→ ACTIVITIES
1) Answer these questions from the HR glossary:
(a) In what year was the Agile Manifesto created?
(b) At which college was the term "Artificial Intelligence" coined?
(c) Which industry does the glossary say often has higher turnover rates than the finance sector?
2) Please continue the HR glossary from its last sentence, keeping the same format of entries.

Definition: Agile HR adopts the principles of agile software development to improve the flexibility and efficiency of HR processes. This approach focuses on iterative development, where solutions evolve through collaboration between cross-functional teams, emphasising employee feedback and rapid response to change.

 Did you know? The Agile Manifesto, which is the foundation of Agile practices, was created in 2001 by a group of software developers. They aimed to find a more dynamic and adaptable way to create software, principles which have since been applied to HR to foster innovation and adaptability in managing human capital.

  1. AI (Artificial Intelligence) in HR

Definition: AI in HR refers to the application of artificial intelligence technologies to enhance human resources functions, such as recruitment, employee engagement, and performance management. By analysing data and identifying patterns, AI can help make more informed decisions and automate routine tasks.

Did you know? The concept of AI was first introduced at a conference at Dartmouth College in 1956, where the term “Artificial Intelligence” was coined. Now, it’s revolutionising the HR industry by enabling personalised employee experiences and predictive analytics.

  1. Analytics

Definition: Analytics in HR refers to the systematic analysis of data from HR processes and practices, aiming to uncover insights for informed decision-making and strategic planning. It involves using statistical methods, data analysis techniques, and software to evaluate and improve employee performance, recruitment, retention, and overall organisational effectiveness.

Did you know? The term “analytics” has been around since the late 19th century, but its use in business contexts, including HR, gained significant traction in the early 21st century with the arrival of big data and advanced data processing tech.

  1. Annualised Employee Turnover Rate

Definition: The Annualised Employee Turnover Rate is a metric that calculates the percentage of employees who leave an organisation over a year, including both voluntary and involuntary separations, adjusted for the average number of employees during the same period. It provides insight into the organisation’s retention and attrition patterns.

Did you know? Employee turnover rates can vary widely across industries. For example, the hospitality industry often experiences higher turnover rates compared to the finance sector. This metric helps companies benchmark against industry standards to better understand their competitive position in retaining talent.

  1. Anomaly Detection (Outlier Detection)

Definition: Anomaly Detection, also known as Outlier Detection, in HR involves identifying patterns in data that do not conform to expected behaviour. It is used to detect fraud, identify unusual employee behaviour, or highlight inconsistencies in HR processes, which might indicate errors or opportunities for improvement.

[Referring expression pointing data]
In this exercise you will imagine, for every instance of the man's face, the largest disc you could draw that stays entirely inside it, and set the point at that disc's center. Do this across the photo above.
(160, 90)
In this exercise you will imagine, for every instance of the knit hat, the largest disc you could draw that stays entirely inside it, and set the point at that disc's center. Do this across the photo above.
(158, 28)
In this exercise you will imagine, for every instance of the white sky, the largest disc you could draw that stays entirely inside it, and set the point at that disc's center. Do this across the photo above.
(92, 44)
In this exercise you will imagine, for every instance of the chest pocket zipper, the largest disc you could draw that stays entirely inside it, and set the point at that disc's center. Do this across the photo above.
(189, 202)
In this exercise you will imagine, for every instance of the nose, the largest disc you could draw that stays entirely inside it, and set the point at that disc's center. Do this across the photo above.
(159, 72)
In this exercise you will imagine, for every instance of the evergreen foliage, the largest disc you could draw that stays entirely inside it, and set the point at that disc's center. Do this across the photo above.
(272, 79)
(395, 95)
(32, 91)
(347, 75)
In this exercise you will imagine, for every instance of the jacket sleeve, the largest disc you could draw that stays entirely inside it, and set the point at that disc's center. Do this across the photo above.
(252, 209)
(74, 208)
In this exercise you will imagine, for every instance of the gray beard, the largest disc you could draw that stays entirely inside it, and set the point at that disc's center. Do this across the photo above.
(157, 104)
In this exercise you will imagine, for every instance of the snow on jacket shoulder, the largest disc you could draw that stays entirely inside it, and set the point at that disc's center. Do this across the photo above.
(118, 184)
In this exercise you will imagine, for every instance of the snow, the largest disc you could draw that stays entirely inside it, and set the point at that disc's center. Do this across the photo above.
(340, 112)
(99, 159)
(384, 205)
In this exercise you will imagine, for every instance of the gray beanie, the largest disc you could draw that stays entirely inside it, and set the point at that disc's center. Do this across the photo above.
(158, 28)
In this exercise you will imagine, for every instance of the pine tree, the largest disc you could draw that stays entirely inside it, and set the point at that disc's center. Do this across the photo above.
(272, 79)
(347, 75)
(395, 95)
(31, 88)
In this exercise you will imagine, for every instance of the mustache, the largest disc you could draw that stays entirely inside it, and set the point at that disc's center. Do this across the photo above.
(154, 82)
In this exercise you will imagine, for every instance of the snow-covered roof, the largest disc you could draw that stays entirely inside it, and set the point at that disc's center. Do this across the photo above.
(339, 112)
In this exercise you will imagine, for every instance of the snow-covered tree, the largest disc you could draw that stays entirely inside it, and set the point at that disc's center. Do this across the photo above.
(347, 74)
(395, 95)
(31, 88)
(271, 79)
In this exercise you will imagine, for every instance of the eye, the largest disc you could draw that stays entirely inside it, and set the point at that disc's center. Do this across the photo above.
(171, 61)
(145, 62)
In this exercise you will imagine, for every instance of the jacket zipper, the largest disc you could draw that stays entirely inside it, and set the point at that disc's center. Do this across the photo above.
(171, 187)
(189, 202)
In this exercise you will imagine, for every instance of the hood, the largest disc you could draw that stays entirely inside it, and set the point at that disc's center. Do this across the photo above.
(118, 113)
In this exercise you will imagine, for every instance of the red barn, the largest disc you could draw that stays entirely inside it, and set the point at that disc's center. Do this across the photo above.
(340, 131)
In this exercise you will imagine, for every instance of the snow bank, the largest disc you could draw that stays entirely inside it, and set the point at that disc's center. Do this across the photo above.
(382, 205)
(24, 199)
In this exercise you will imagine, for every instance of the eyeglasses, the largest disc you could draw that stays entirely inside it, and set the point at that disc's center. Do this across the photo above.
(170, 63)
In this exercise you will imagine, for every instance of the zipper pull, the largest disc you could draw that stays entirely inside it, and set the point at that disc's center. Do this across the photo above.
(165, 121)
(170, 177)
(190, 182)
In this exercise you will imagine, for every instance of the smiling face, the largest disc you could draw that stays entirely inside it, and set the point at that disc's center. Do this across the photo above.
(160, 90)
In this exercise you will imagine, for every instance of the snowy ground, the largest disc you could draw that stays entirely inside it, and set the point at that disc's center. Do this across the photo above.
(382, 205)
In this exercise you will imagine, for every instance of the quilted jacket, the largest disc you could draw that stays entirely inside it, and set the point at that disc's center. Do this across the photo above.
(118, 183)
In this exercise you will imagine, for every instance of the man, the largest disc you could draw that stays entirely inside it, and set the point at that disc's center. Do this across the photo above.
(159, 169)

→ ANSWERS PER TASK
1)
(a) 2001
(b) Dartmouth College
(c) The hospitality industry

2)
Did you know? Anomaly detection, which once helped astronomers spot distant stars behaving oddly, is now HR’s secret weapon. Imagine using the same tech that spots cosmic anomalies to catch a rogue expense claim or to identify unusual patterns in employee absences – it’s a stellar example of how far-reaching and versatile these techniques have become!

  1. Anonymisation

Definition: Anonymisation is the process of removing or altering personal information from data sets so that individuals cannot be easily identified. This is crucial for protecting employee privacy while analysing data.

  1. API (Application Programming Interface)

Definition: API (Application Programming Interface) is a set of rules and tools that allows different software applications to communicate and work together. In people analytics, APIs can be used to seamlessly integrate various HR systems and tools, enabling the automatic transfer and update of employee data across platforms.

Did you know? APIs are what allow people analytics software to integrate and exchange data between various HR tools, analytics platforms, and databases to enhance workforce insights and decision-making.

  1. Attrition Rate

Definition: Attrition Rate, often referred to as turnover rate, measures the rate at which employees leave a company within a specific period. It’s a critical metric for understanding workforce stability and identifying potential issues within the organisation.

Did you know? The term “attrition” originally comes from the Latin word “attritio,” which refers to the action of rubbing against something. Over time, it evolved to mean a gradual reduction in strength or numbers through continual pressure or loss.

In the context of HR, it’s interesting to see how a term that once described physical wear and tear now applies to the dynamics of workforce management, highlighting the natural ebb and flow of employees within a company.


  1. Behavioral Analytics

Definition: Behavioral analytics focuses on understanding how and why individuals within an organisation behave the way they do, using data analysis. This can include everything from productivity patterns to the ways employees interact with software and tools.

Did you know? One of the earliest forms of behavioural analytics can be traced back to the ancient Olympic Games, where coaches and spectators would observe athletes’ performances to predict future behaviours and outcomes in competitions. 

  1. Benchmarking

Definition: Benchmarking is comparing how well something is done with a standard or best practice within the industry to see where improvements can be made. In HR, this might involve comparing turnover rates, employee satisfaction, and productivity levels.

Did you know? The term “benchmark” originally came from the marks that surveyors made in stone to ensure their measuring equipment was set up in the same position each time.

  1. Business Impact Analysis

Definition: Business Impact Analysis (BIA) is the process of figuring out how different problems or emergencies might affect a company’s operations. It helps a company plan how to keep working during tough times by understanding which parts of the business are most important.

Did you know? The concept of analysing the impact of business disruptions has been crucial throughout history, dating back to ancient trade routes. Merchants had to understand the impact of natural disasters, piracy, or political changes on their trade. 

Today’s BIA is a sophisticated evolution of those early risk assessments, using data to foresee and mitigate the impacts of modern-day “disasters” like cyberattacks or market crashes.


  1. Candidate Experience

Definition: Candidate experience refers to how job seekers perceive and react to an organisation’s hiring process, from job search, application, and interview, to the final hiring decision.

Did You Know? 58% of applicants have rejected a job offer due to a negative candidate experience.

  1. Candidate NPS (Net Promoter Score)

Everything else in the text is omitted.